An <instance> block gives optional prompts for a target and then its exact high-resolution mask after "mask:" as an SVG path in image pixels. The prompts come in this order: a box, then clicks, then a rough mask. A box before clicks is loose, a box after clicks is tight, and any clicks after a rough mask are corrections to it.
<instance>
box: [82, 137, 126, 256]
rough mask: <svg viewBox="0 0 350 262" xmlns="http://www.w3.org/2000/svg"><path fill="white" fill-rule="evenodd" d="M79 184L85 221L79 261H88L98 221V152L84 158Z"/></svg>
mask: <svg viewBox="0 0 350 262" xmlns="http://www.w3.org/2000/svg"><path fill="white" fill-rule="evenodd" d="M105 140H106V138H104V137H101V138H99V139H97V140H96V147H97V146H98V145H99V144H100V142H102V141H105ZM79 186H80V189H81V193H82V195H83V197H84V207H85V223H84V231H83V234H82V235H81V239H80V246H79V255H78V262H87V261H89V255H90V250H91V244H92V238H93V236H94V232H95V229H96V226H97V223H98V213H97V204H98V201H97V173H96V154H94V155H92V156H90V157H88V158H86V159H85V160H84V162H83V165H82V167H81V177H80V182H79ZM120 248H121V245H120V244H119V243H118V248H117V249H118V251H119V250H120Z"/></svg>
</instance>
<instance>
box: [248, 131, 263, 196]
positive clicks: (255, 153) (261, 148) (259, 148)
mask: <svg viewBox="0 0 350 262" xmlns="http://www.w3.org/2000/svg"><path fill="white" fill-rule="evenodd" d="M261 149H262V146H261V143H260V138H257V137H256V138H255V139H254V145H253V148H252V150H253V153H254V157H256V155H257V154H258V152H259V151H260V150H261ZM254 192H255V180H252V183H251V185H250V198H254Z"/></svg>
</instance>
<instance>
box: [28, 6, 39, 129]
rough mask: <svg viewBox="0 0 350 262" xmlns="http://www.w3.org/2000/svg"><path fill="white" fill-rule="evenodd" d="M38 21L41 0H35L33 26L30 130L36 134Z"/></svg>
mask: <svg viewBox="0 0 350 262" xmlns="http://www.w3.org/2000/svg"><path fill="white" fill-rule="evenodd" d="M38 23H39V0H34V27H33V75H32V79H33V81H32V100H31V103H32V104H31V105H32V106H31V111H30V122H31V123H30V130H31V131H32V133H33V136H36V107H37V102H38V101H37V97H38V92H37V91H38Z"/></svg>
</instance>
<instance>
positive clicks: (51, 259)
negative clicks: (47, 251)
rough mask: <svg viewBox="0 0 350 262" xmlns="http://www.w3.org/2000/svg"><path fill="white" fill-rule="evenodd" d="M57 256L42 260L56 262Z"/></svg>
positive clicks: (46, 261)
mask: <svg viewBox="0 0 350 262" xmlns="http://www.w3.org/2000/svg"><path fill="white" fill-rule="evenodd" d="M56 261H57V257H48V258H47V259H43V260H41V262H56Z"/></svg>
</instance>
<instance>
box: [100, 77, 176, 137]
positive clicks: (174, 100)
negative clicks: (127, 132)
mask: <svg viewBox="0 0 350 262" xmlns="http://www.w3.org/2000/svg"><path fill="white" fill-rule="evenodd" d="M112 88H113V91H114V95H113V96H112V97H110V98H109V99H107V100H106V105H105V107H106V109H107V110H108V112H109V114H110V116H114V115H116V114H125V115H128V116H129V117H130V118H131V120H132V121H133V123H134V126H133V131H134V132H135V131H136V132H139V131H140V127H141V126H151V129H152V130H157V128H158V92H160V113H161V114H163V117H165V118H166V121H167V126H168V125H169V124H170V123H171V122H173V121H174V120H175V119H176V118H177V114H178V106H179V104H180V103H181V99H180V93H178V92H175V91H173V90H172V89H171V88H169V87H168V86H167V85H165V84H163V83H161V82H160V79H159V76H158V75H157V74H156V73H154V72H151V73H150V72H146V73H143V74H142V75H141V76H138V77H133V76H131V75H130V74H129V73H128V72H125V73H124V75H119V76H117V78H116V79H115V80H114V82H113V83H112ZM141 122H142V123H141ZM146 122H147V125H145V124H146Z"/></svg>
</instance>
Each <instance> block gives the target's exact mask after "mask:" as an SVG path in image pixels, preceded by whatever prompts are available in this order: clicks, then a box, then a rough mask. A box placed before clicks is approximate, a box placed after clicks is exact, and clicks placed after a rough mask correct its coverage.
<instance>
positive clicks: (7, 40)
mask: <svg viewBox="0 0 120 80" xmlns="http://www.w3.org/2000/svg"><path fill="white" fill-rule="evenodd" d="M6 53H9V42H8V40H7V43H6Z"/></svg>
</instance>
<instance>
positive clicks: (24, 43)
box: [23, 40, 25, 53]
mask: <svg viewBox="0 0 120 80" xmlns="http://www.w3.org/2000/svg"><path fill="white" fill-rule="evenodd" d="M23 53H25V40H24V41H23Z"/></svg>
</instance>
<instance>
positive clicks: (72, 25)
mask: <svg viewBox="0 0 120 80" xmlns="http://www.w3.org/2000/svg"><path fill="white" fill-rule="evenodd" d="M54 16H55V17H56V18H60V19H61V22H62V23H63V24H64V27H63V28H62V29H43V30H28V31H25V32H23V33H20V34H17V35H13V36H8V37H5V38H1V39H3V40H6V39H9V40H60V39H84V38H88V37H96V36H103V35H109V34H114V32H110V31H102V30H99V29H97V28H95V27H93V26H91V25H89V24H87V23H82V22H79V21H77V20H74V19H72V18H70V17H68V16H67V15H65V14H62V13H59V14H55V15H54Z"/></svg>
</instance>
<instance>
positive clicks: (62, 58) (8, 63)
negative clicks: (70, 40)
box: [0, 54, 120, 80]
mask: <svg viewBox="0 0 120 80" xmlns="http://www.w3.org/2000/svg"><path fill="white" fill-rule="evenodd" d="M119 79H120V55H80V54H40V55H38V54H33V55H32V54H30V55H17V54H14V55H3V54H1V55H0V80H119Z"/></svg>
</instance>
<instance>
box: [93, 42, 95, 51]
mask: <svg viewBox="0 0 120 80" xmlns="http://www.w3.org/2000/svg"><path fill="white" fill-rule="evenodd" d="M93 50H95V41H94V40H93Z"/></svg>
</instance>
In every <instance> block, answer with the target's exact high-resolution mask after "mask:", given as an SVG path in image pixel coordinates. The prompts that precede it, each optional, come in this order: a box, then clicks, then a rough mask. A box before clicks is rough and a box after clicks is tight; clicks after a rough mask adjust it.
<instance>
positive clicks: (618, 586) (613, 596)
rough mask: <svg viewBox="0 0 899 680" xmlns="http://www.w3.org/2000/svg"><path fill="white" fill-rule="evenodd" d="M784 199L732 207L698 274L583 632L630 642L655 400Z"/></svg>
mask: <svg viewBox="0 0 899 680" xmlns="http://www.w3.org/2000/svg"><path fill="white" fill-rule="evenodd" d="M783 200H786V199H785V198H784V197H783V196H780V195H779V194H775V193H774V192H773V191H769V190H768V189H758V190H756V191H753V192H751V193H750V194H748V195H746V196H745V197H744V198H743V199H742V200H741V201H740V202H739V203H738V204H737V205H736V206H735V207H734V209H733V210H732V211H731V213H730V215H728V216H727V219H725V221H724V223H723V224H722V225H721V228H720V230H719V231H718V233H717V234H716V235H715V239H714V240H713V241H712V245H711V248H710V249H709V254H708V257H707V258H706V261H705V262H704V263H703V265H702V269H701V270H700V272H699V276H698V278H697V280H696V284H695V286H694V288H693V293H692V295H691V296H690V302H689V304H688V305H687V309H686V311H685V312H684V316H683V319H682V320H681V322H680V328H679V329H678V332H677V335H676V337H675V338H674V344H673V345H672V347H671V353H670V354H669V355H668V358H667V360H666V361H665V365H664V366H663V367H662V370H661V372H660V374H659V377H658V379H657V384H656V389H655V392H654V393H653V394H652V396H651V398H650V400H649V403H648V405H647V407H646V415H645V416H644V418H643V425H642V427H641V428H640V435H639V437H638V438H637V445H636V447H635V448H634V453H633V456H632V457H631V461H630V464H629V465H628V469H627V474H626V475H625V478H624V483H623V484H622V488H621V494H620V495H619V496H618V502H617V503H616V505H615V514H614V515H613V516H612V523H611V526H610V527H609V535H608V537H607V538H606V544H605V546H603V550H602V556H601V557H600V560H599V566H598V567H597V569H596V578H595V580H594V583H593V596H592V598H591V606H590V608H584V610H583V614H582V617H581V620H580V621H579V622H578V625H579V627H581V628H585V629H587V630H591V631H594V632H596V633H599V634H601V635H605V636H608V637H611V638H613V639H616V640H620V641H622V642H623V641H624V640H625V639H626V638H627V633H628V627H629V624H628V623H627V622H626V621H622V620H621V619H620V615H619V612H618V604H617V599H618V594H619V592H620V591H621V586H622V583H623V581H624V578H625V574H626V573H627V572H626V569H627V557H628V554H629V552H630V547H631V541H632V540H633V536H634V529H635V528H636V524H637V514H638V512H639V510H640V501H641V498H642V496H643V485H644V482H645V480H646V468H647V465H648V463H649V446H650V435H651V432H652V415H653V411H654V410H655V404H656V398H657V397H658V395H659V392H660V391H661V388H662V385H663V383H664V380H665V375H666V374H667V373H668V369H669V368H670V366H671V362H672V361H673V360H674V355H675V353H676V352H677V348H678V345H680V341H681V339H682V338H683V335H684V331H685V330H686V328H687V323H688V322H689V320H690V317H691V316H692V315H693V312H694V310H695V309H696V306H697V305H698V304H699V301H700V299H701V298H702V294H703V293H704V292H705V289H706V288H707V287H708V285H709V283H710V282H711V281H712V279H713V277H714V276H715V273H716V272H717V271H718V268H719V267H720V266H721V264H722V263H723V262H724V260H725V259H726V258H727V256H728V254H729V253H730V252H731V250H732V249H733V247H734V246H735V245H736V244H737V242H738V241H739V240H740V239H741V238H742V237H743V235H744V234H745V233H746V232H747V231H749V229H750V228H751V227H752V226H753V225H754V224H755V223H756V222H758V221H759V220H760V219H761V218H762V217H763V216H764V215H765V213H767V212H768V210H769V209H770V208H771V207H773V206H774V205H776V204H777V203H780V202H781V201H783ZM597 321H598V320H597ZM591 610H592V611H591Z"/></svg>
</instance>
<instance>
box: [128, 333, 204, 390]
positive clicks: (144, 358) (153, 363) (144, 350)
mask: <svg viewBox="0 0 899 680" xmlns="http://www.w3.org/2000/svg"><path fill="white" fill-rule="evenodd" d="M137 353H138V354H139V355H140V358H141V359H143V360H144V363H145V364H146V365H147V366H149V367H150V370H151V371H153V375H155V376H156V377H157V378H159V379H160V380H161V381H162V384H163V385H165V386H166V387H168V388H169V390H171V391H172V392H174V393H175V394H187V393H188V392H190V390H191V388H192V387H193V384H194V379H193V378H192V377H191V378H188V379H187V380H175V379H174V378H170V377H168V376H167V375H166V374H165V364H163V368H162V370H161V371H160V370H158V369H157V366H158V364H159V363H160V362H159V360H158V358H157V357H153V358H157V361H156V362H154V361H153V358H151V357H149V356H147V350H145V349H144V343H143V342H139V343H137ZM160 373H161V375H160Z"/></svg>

▶ **ASSIGNMENT**
Go through the listing above and find each line containing the string "resolution"; copy those lines.

▶ **REPLY**
An <instance> block gives optional prompts for a target and then its exact high-resolution mask after "mask:" as an SVG path in image pixels. The prompts come in this order: a box, then clicks, then a rough mask. A box before clicks is loose, a box after clicks is tight, and any clicks after a rough mask are corrections to it.
In every <instance> block, answer with the target's exact high-resolution mask after "mask:", given as an SVG path in image pixel coordinates. The prompts that precede it, each optional, come in this order: a box, then clicks, then a rough mask. A box before clicks is rough and a box after clicks is tight; clicks after a rough mask adjust it.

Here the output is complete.